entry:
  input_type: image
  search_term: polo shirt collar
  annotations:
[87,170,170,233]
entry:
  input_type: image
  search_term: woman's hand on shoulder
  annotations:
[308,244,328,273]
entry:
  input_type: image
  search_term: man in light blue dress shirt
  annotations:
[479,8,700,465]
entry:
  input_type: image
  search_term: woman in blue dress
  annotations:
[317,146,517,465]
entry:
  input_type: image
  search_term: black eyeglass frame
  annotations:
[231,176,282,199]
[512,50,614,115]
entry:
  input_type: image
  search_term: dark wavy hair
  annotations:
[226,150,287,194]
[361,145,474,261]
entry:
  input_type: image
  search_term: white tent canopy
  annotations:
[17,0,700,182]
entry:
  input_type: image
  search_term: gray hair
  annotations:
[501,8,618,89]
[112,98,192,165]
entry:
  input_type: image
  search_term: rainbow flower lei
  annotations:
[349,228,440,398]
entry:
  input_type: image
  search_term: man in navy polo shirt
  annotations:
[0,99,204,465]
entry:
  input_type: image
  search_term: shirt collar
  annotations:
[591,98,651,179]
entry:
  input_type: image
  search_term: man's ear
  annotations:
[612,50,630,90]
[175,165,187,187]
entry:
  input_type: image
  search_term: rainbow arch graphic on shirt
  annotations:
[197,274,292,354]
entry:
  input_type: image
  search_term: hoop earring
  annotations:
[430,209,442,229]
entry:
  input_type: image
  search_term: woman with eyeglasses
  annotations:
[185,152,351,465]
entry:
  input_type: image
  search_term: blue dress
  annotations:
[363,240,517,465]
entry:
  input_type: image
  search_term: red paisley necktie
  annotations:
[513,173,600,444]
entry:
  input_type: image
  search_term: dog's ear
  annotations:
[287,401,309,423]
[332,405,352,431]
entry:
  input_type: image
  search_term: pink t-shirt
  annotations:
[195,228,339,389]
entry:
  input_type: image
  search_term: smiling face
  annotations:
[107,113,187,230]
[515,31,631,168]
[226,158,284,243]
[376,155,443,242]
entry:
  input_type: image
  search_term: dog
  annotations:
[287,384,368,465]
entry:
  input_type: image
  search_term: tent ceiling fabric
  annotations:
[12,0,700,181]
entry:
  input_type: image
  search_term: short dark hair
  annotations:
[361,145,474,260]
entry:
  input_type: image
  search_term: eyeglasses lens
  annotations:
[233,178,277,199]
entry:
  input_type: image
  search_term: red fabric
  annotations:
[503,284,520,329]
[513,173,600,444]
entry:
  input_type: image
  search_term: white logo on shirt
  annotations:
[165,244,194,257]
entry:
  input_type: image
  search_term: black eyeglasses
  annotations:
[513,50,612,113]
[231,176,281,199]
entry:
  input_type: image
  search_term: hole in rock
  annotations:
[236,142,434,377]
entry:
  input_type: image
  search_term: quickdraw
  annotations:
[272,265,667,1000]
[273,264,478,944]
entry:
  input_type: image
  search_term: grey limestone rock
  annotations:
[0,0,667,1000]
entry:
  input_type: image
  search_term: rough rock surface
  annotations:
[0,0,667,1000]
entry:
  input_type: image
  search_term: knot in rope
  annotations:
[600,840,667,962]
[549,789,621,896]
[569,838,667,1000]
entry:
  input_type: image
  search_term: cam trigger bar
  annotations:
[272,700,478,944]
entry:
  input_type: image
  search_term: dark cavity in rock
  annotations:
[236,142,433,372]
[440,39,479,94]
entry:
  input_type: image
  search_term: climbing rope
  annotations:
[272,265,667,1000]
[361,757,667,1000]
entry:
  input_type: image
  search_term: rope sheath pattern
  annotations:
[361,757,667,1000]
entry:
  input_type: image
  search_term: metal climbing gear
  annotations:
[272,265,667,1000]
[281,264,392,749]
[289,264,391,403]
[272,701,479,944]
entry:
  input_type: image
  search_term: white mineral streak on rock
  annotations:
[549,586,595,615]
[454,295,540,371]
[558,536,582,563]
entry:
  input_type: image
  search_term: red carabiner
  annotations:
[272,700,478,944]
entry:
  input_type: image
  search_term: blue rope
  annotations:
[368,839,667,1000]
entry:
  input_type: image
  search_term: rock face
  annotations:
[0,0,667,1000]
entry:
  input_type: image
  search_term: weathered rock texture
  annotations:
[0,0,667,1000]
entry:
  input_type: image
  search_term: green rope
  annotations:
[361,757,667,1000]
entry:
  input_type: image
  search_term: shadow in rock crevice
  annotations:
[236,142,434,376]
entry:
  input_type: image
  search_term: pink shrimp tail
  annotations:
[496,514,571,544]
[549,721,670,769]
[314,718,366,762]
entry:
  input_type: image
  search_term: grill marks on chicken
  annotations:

★ ★ ★ ★ ★

Wymagania:
Policz, ile wierszy rekordów zawiera słowo „rainbow”. Podaj wyłącznie liczbę.

Odpowiedź pisemna:
2